<<<<

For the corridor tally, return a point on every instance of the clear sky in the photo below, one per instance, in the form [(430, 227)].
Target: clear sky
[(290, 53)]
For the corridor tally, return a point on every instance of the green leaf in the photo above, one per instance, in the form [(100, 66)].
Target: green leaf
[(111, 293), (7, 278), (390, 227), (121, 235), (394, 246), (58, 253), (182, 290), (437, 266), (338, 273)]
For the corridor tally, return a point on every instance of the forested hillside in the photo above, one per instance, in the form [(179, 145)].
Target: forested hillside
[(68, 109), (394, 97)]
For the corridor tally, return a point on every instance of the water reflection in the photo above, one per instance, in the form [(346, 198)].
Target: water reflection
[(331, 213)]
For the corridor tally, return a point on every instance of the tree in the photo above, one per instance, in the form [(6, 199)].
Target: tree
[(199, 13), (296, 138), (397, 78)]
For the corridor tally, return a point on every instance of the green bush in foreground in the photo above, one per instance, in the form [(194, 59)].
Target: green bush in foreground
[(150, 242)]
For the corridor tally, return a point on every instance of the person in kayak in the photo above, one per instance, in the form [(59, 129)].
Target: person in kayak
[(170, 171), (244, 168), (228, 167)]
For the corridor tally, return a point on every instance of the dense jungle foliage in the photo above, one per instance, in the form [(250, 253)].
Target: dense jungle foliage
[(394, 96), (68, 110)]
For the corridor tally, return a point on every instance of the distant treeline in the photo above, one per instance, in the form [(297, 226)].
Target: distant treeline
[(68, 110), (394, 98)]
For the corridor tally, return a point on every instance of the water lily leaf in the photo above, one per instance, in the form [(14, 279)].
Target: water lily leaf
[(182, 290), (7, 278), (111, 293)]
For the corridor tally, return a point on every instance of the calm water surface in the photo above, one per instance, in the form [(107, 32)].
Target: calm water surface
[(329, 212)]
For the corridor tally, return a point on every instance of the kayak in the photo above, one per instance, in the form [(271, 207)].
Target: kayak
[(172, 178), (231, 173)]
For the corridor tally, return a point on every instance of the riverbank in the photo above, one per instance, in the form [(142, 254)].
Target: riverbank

>>>>

:: Work required ::
Set down all of the material above again, every line word for word and in the same order.

:: Written reply ::
For the corridor tally, return a point on every instance of the clear sky in the photo below, one per instance, in the form [(430, 227)].
Target: clear sky
[(290, 53)]
For the corridor tally, return a point on every instance of the green leaf in the photo above, one per instance, in the form [(100, 66)].
Target: green leaf
[(111, 293), (7, 278), (390, 227), (121, 235), (394, 246), (58, 253), (182, 290), (437, 266), (338, 273)]
For the corridor tally, return a point on every instance of the forested hillside in the photo above, one per instance, in the form [(179, 145)].
Target: forested hillside
[(68, 109), (394, 97)]
For the corridor tally, return a point on every instance of the water reflection in the photo above, one per instance, in the form [(346, 198)].
Target: water reflection
[(331, 213)]
For the corridor tally, return a point on every instance of the tree in the photo above, one per instance, in the form [(6, 199)].
Target: tree
[(199, 13), (296, 138), (397, 78)]
For the corridor tally, return a point on every instance of the green bush in foreground in the photo above, one per instance, in the form [(194, 59)].
Target: green bush in foreground
[(150, 242)]
For the corridor tally, return a point on every instance of the person in kayak in the photo above, one per instance, in the form [(59, 129)].
Target: person in kayak
[(170, 171), (244, 168), (228, 167)]
For the corridor tally, return a point on every instance of the dense jungle foliage in the photo above, one per instance, in the form [(250, 253)].
Target: dense jungle foliage
[(394, 96), (68, 110)]
For the corridor tally, return a point on every instance of the distant treeline in the photo above, one per instance, in the form [(297, 226)].
Target: distant treeline
[(68, 110), (394, 98)]
For the corridor tally, return a point on every instance of the water lily leaf in the photo above, one per instance, in the form [(14, 279)].
Target: water lily leaf
[(182, 290), (7, 278), (111, 293)]
For the corridor tally, return a point on every instance of the calm water surface in the photo above, one per instance, in the form [(107, 32)].
Target: calm water surface
[(329, 212)]
For the corridor tally, return a point on every instance of the kayak in the photo above, one per instance, in the form [(271, 207)].
Target: kayak
[(172, 178), (231, 173)]
For the corridor tally, return a point on every instance of the riverbank in the photo above, one per instance, in the form [(142, 254)].
Target: riverbank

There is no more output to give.